## To be done
List every line of the data below that contains the word "green", copying each such line in full. Case counts when matching.

(Position identification records)
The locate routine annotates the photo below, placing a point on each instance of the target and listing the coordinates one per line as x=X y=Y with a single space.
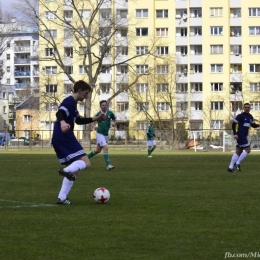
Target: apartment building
x=19 y=67
x=206 y=53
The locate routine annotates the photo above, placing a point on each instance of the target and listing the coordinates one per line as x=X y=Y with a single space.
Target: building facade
x=188 y=64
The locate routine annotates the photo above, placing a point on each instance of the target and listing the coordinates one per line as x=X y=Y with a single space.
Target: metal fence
x=203 y=140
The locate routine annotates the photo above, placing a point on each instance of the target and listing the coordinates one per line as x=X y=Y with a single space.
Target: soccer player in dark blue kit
x=244 y=121
x=67 y=148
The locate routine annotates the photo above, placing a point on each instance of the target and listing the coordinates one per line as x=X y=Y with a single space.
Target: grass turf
x=176 y=205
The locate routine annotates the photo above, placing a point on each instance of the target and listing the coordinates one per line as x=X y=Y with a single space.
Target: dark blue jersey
x=244 y=121
x=69 y=106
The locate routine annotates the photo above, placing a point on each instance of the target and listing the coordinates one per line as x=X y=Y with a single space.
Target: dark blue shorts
x=68 y=152
x=242 y=142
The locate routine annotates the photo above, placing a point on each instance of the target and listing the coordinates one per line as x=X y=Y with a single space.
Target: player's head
x=81 y=85
x=103 y=105
x=247 y=107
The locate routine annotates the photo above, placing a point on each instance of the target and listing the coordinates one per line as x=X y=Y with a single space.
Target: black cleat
x=230 y=170
x=63 y=202
x=238 y=167
x=70 y=176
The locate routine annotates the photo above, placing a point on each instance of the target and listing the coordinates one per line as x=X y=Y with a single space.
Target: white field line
x=25 y=204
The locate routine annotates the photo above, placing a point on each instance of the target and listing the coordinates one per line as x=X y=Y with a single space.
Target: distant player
x=67 y=148
x=151 y=143
x=102 y=133
x=244 y=121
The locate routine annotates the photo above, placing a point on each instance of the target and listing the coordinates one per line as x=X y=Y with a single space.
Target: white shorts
x=101 y=139
x=151 y=143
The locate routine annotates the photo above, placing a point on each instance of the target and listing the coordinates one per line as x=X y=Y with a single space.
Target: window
x=84 y=14
x=140 y=106
x=198 y=105
x=254 y=30
x=83 y=69
x=68 y=15
x=216 y=68
x=68 y=69
x=50 y=70
x=182 y=87
x=162 y=88
x=105 y=69
x=162 y=13
x=51 y=88
x=254 y=12
x=254 y=68
x=216 y=124
x=105 y=13
x=141 y=50
x=142 y=88
x=236 y=49
x=217 y=11
x=161 y=32
x=122 y=50
x=216 y=86
x=163 y=50
x=104 y=32
x=254 y=87
x=50 y=15
x=255 y=105
x=68 y=88
x=254 y=49
x=122 y=106
x=50 y=33
x=81 y=106
x=50 y=52
x=216 y=105
x=68 y=52
x=216 y=30
x=141 y=125
x=141 y=31
x=196 y=87
x=122 y=87
x=27 y=118
x=84 y=32
x=122 y=70
x=53 y=107
x=141 y=13
x=122 y=13
x=105 y=88
x=216 y=49
x=163 y=106
x=162 y=69
x=141 y=69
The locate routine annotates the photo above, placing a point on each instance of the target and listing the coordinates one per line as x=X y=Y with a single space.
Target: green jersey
x=150 y=132
x=104 y=126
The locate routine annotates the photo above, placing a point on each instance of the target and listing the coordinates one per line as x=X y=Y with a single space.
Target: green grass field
x=177 y=205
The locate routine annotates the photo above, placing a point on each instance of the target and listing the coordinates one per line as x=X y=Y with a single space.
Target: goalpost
x=221 y=140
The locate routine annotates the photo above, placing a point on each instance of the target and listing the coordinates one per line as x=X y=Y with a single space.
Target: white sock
x=76 y=166
x=65 y=188
x=242 y=156
x=233 y=160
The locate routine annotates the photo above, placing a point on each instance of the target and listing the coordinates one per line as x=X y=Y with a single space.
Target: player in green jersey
x=102 y=133
x=150 y=139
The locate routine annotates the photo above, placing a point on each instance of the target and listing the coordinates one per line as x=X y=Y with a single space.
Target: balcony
x=181 y=4
x=26 y=73
x=22 y=61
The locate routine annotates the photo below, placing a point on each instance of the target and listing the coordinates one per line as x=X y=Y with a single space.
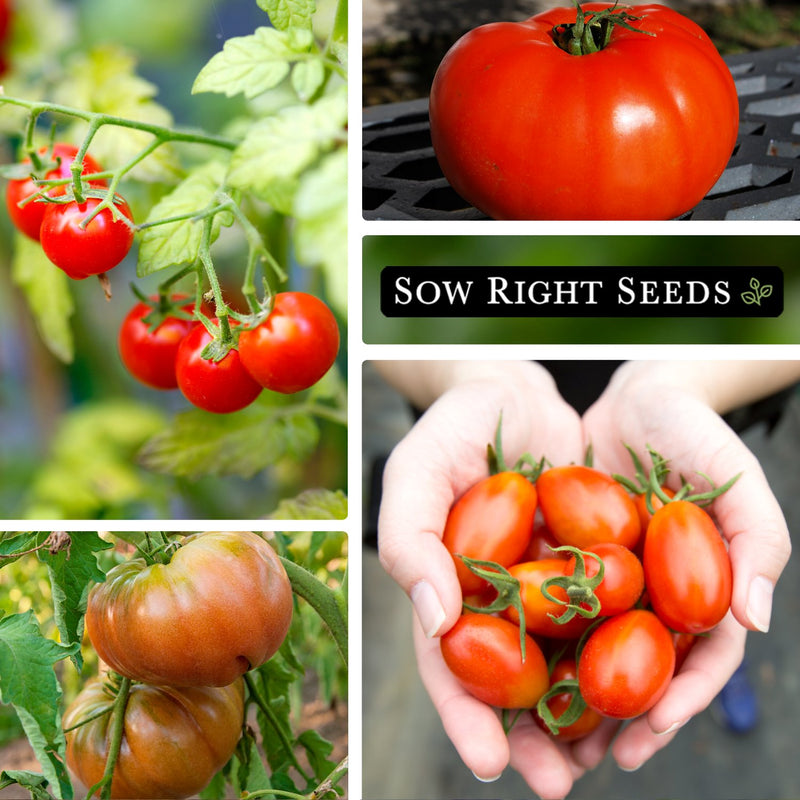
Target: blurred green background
x=70 y=434
x=586 y=250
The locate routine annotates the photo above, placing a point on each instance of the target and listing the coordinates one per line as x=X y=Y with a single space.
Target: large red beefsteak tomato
x=639 y=127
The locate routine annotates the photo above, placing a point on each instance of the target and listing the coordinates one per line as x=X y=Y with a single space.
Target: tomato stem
x=591 y=31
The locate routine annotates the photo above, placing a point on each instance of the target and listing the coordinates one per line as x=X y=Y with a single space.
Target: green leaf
x=178 y=243
x=313 y=504
x=277 y=149
x=105 y=81
x=35 y=784
x=46 y=289
x=252 y=65
x=71 y=578
x=286 y=14
x=317 y=749
x=28 y=682
x=200 y=444
x=320 y=236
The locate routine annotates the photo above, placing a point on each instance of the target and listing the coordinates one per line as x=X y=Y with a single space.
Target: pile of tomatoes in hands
x=289 y=351
x=602 y=583
x=185 y=633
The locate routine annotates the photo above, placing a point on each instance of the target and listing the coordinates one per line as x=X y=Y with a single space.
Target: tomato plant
x=626 y=664
x=294 y=346
x=123 y=738
x=584 y=507
x=27 y=214
x=220 y=386
x=151 y=622
x=173 y=742
x=91 y=250
x=484 y=654
x=531 y=120
x=149 y=351
x=687 y=568
x=492 y=521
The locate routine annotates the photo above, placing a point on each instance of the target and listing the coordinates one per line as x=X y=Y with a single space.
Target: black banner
x=471 y=291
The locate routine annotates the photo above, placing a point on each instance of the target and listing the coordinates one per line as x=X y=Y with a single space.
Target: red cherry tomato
x=538 y=609
x=623 y=577
x=584 y=507
x=483 y=652
x=294 y=346
x=28 y=218
x=81 y=252
x=492 y=521
x=567 y=670
x=149 y=354
x=686 y=568
x=524 y=129
x=626 y=664
x=219 y=387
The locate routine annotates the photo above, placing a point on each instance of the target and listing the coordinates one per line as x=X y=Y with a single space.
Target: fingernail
x=674 y=727
x=759 y=602
x=488 y=780
x=428 y=607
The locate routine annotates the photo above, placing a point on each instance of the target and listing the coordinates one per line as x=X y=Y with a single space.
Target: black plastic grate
x=402 y=180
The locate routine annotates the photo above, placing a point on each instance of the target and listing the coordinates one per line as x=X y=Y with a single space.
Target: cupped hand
x=647 y=406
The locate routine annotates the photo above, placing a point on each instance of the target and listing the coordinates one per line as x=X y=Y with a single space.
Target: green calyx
x=591 y=31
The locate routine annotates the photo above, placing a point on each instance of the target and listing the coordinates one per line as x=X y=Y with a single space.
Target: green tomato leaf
x=28 y=682
x=285 y=14
x=34 y=783
x=279 y=148
x=46 y=289
x=313 y=504
x=252 y=65
x=105 y=80
x=320 y=235
x=71 y=576
x=201 y=444
x=178 y=243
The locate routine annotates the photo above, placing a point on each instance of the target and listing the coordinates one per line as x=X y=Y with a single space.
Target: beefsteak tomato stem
x=507 y=588
x=571 y=714
x=591 y=31
x=329 y=603
x=267 y=711
x=115 y=740
x=579 y=587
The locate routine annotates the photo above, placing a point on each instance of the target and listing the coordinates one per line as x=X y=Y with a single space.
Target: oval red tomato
x=222 y=606
x=220 y=387
x=538 y=609
x=492 y=521
x=81 y=252
x=626 y=664
x=584 y=507
x=641 y=129
x=483 y=652
x=687 y=568
x=173 y=742
x=150 y=354
x=623 y=577
x=294 y=346
x=28 y=218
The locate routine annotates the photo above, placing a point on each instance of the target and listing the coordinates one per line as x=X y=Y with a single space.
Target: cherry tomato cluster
x=582 y=590
x=185 y=632
x=287 y=352
x=76 y=237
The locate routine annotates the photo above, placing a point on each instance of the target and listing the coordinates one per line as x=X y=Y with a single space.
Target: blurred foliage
x=732 y=251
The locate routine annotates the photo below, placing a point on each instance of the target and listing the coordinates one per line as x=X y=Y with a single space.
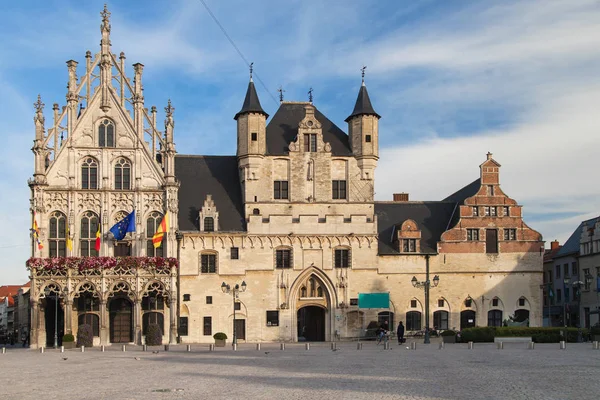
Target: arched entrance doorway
x=311 y=324
x=54 y=319
x=121 y=320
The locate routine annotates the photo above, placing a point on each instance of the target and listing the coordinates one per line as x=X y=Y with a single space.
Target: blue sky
x=452 y=81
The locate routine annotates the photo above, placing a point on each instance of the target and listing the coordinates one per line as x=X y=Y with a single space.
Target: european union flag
x=125 y=225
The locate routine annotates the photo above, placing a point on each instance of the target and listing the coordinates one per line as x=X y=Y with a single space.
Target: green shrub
x=85 y=336
x=68 y=338
x=153 y=335
x=448 y=332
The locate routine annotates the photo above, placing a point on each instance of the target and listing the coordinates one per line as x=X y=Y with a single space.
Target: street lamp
x=226 y=288
x=425 y=285
x=47 y=292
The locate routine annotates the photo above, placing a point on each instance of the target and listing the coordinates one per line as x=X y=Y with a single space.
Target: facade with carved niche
x=293 y=215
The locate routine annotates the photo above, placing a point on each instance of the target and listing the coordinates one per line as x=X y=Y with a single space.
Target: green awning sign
x=373 y=300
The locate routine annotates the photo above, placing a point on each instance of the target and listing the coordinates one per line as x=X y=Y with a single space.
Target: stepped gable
x=214 y=175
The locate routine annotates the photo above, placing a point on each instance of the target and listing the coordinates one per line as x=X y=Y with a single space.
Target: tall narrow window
x=106 y=134
x=57 y=242
x=209 y=224
x=122 y=175
x=338 y=189
x=87 y=235
x=89 y=174
x=152 y=224
x=280 y=190
x=342 y=258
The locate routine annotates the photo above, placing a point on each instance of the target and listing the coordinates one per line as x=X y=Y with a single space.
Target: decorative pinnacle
x=281 y=91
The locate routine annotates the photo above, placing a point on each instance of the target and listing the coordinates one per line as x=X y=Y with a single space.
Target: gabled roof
x=571 y=246
x=431 y=217
x=215 y=175
x=283 y=129
x=363 y=104
x=251 y=102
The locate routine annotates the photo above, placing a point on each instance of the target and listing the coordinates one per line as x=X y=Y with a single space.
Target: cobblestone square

## Solution to the problem
Target: green jersey
Target: green grass field
Target: player in green jersey
Target: blurred green background
Target: green leaf
Target: green calyx
Target: green tomato leaf
Target: green shrub
Target: green awning sign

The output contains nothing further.